Supplied text:
%%

Mice scurrying around your home are more than just a nuisance, as they can also be a health and safety concern.
A new study has found that mice in New York City carry potentially harmful disease-causing gastrointestinal bacteria which may be resistant to antibiotics.
When it comes to rodent problems in New York, most would assume that rats are the worst offenders for carrying diseases.
Researchers from Center for Infection and Immunity (CII) at Columbia University’s Mailman School of Public Health found that often overlooked house mice may carry more risks.
“New Yorkers tend to focus on rats because they are larger and we see them scurrying around in streets or subways; however, from a public health vantage point, mice are more worrisome because they live indoors and are more likely to contaminate our environment, even if we don’t see them,” said Ian Lipkin, MD, the senior author of the new study.
The findings were published in the journal mBio.
For the study, the researchers collected 416 mice from residential buildings at seven sites across New York City. The mice were gathered over a year and the researchers analyzed the mice’s droppings.
The researchers found. C. difficile, E. coli, Shigella, and Salmonella bacteria in the droppings, all of which cause gastrointestinal diseases.
Salmonella is one of the leading causes of food poisoning in the U.S with 1.4 million reported cases every year. Salmonella can even be life-threatening in some instances.
Along with the different kinds of bacteria, the researchers discovered antimicrobial resistance to several common antibiotics in the droppings.
“Our study raises the possibility that serious infections–including those resistant to antibiotics–may be passed from these mice to humans, although further research is needed to understand how often this happens, if at all,” said Simon H. Williams, the study’s lead author.
Another study that was also published in the journal mBio examined viruses that can be found in mice droppings.
The results of that study showed that none of the 36 viruses found can infect humans, but they could potentially infect dogs, chicken and pigs.
The new research raises concerns about house mice and the possibilities that mice could cause cases of antibiotic resistant gastrointestinal diseases in humans.

%%

Recorded data:
%%

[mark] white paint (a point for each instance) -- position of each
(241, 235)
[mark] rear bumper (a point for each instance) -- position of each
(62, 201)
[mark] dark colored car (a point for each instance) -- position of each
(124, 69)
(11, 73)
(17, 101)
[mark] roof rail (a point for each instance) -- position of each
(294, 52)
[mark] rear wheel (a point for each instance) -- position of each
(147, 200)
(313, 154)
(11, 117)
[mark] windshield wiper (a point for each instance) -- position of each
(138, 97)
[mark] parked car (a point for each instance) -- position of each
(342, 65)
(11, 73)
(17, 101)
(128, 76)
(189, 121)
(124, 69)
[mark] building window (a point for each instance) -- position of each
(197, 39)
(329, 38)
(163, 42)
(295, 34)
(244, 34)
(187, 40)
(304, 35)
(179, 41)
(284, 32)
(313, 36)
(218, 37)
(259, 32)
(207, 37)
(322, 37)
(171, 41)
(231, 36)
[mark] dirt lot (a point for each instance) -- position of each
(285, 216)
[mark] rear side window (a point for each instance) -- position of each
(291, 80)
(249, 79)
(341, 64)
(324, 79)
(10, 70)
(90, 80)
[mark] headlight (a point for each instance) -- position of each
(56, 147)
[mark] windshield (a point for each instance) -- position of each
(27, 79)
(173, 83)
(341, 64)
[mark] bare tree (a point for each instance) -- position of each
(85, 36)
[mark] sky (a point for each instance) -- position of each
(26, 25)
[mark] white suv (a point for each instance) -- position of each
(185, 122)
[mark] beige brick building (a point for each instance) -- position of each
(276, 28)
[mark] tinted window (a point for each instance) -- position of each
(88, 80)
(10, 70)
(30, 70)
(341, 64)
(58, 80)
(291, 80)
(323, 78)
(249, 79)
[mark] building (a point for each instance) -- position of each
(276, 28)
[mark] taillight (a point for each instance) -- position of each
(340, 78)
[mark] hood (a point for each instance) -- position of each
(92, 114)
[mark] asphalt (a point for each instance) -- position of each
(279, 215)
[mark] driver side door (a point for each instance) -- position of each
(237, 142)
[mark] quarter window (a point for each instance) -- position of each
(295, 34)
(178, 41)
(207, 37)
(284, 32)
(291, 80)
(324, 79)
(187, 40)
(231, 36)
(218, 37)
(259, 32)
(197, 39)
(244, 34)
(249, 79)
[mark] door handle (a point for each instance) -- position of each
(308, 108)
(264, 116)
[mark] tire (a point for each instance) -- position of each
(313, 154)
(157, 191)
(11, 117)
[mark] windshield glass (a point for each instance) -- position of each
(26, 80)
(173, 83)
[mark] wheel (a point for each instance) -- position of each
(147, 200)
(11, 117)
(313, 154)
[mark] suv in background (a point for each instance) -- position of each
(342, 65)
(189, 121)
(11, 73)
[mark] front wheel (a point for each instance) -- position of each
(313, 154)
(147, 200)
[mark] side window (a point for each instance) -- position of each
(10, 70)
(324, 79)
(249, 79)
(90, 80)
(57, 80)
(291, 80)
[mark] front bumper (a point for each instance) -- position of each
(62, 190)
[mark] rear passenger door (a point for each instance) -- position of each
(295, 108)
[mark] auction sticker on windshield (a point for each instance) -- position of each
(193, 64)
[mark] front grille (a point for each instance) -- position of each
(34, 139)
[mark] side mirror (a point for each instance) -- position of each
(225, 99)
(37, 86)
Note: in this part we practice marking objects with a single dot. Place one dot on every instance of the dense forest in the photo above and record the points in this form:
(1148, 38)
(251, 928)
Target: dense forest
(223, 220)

%%

Assignment A:
According to the article on New York City mice, how many mice did the researchers collect, and from how many sites?
Assignment B:
Render this sentence from the article on New York City mice into Spanish: "The results of that study showed that none of the 36 viruses found can infect humans, but they could potentially infect dogs, chicken and pigs."
Assignment C:
From the article on New York City mice, reproduce the stretch from "A new study" through "the new study." without any changes.

Exercise output A:
They collected 416 mice from residential buildings at seven sites across New York City.

Exercise output B:
Los resultados de ese estudio mostraron que ninguno de los 36 virus encontrados puede infectar a los humanos, pero podrían infectar potencialmente a perros, pollos y cerdos.

Exercise output C:
A new study has found that mice in New York City carry potentially harmful disease-causing gastrointestinal bacteria which may be resistant to antibiotics.
When it comes to rodent problems in New York, most would assume that rats are the worst offenders for carrying diseases.
Researchers from Center for Infection and Immunity (CII) at Columbia University’s Mailman School of Public Health found that often overlooked house mice may carry more risks.
“New Yorkers tend to focus on rats because they are larger and we see them scurrying around in streets or subways; however, from a public health vantage point, mice are more worrisome because they live indoors and are more likely to contaminate our environment, even if we don’t see them,” said Ian Lipkin, MD, the senior author of the new study.